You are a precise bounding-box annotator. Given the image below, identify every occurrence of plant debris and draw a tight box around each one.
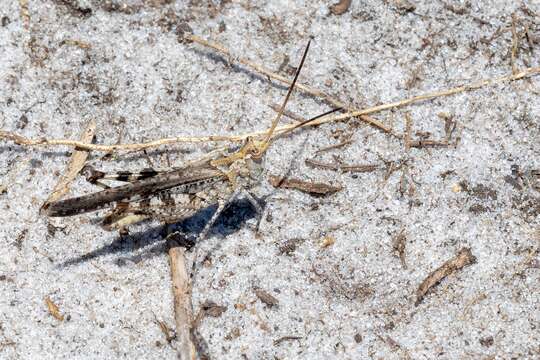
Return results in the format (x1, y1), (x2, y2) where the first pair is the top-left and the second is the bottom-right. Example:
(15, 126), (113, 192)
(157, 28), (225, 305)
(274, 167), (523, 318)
(253, 288), (279, 307)
(274, 335), (302, 345)
(156, 318), (176, 344)
(330, 0), (352, 15)
(45, 296), (64, 321)
(305, 159), (379, 173)
(392, 229), (407, 269)
(415, 248), (476, 306)
(319, 235), (336, 248)
(268, 175), (342, 195)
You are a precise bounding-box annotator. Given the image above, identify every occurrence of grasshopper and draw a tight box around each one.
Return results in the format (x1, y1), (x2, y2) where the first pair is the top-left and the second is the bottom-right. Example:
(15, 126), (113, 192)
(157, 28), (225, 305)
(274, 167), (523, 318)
(44, 41), (330, 239)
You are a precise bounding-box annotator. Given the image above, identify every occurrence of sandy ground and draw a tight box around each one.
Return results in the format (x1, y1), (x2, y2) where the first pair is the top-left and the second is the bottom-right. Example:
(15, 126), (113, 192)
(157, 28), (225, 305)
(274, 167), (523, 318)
(0, 0), (540, 359)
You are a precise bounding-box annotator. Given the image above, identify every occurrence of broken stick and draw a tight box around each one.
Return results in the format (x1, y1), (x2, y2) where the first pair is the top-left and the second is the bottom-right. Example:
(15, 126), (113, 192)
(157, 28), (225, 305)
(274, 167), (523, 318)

────────────────────────────────────────

▸ **YOUR INSTRUCTIONS**:
Copy all of the items above verbatim, leaving out the picture.

▸ **THE REPLY**:
You are a precise bounding-box annotator. Given the image below, identify every occurrence of plant debris and draw a tight box around each one.
Return results in the format (x1, y1), (x2, y2) where the first pair is the top-left and the second is the bottom-right. Example:
(15, 126), (113, 192)
(157, 28), (225, 305)
(274, 167), (523, 318)
(253, 288), (279, 307)
(274, 335), (302, 345)
(156, 318), (176, 344)
(330, 0), (352, 15)
(45, 296), (64, 321)
(305, 159), (379, 173)
(392, 229), (407, 269)
(415, 248), (476, 306)
(319, 235), (336, 248)
(268, 175), (342, 195)
You are a precise bounding-box annotator. Given the image above, identify every occurrence of grasshopper and draw a tight box around each one.
Return results in the format (x1, y1), (x2, y2) where the first pair is the top-left and the second is the bottom-right. Example:
(15, 126), (113, 192)
(157, 28), (225, 305)
(274, 167), (523, 318)
(44, 41), (330, 239)
You are a precise bounding-box annotator. Given the image above, identify every occurrence of sandy ground and draw a tight box around each one.
Return results in the format (x1, y1), (x2, y2) where the first pair is the top-left and the second is the bottom-right. Example:
(15, 126), (113, 192)
(157, 28), (225, 305)
(274, 167), (523, 318)
(0, 0), (540, 359)
You are a precise bounding-box annotator. Given the image above, identify every occurrence of broken stick and draw a tight box around each one.
Return results in the format (x1, y1), (x2, y2) where the first pair is the top-left and the second is the bottom-right. Example:
(15, 126), (113, 192)
(157, 28), (225, 305)
(274, 167), (523, 318)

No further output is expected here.